**Your goal**
Among the entries that follow, how many lines contain the word "bare"? Give the number alone.
[Start of section]
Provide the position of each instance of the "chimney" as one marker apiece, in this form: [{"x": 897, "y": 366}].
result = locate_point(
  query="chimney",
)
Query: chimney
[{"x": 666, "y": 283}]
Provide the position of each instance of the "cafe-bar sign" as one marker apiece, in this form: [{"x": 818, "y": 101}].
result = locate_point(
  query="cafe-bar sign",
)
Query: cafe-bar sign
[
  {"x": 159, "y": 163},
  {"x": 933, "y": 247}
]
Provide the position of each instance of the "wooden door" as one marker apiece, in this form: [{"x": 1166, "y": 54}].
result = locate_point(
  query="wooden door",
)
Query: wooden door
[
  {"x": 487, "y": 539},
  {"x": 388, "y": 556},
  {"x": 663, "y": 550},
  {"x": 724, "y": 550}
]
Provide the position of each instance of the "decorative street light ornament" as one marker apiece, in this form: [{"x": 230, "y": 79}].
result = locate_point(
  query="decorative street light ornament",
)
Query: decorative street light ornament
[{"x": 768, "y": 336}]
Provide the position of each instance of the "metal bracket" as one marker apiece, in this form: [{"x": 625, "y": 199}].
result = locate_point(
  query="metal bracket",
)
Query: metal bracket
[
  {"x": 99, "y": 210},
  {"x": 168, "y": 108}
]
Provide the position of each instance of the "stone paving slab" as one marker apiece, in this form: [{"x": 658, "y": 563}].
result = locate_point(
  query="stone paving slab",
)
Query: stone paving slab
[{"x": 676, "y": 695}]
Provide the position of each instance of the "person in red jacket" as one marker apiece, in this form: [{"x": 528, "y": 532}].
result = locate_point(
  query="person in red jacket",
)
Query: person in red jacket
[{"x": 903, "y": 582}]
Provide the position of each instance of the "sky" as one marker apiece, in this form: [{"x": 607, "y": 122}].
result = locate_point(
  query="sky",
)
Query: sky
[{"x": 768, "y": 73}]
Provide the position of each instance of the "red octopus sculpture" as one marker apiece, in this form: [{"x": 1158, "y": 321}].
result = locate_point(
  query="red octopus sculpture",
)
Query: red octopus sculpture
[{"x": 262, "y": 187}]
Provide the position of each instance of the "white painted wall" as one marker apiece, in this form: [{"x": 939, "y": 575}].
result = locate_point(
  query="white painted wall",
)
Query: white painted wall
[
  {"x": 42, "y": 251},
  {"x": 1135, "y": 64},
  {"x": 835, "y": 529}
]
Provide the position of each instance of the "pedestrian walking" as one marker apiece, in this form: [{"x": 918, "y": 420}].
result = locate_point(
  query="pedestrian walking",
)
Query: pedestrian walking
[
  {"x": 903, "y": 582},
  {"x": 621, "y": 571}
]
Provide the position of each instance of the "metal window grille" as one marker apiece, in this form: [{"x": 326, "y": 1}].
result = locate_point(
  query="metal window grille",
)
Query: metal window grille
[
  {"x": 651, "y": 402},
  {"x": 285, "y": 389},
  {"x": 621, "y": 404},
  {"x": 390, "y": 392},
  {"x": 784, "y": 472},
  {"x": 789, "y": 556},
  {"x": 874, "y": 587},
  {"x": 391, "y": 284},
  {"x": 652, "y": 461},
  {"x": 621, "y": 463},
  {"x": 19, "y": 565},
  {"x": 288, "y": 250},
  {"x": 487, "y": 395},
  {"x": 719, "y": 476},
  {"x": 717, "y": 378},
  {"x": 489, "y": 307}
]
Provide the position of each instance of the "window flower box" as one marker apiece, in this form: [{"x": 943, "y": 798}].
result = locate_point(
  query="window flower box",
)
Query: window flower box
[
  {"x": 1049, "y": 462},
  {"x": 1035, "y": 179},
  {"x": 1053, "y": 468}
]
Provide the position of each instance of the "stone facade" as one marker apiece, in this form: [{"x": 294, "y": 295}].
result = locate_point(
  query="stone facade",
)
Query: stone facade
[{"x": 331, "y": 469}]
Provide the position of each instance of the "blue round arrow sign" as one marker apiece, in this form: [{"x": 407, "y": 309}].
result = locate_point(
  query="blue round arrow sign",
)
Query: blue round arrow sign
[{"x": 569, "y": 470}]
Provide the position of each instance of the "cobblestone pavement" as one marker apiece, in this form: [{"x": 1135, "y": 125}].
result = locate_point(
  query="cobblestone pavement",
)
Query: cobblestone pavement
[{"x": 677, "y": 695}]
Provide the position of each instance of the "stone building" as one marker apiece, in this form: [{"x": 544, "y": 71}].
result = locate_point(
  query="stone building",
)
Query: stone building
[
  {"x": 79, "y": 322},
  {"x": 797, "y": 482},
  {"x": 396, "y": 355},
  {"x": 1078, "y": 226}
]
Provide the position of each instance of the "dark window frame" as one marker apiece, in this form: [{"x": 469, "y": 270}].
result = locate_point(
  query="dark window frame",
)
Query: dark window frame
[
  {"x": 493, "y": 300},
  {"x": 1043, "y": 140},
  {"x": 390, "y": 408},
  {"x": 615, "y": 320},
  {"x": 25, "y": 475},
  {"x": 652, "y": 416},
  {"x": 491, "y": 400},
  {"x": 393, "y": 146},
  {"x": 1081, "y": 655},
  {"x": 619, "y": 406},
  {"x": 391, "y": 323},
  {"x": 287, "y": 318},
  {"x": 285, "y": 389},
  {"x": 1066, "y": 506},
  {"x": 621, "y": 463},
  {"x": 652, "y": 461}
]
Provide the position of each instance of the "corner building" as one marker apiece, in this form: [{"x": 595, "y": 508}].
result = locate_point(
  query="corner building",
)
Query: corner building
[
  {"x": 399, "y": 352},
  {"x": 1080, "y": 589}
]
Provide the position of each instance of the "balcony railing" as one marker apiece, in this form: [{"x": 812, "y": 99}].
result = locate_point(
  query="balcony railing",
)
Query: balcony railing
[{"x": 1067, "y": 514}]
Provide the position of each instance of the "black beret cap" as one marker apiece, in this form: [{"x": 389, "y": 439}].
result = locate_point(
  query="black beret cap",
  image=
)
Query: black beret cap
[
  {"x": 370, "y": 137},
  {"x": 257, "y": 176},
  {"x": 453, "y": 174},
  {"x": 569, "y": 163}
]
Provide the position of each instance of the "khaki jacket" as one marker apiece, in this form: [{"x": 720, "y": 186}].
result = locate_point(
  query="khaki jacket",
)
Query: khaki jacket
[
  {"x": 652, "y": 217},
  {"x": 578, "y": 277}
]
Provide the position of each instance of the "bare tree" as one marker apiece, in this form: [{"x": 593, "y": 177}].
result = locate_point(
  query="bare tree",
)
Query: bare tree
[End of section]
**Answer to this problem**
3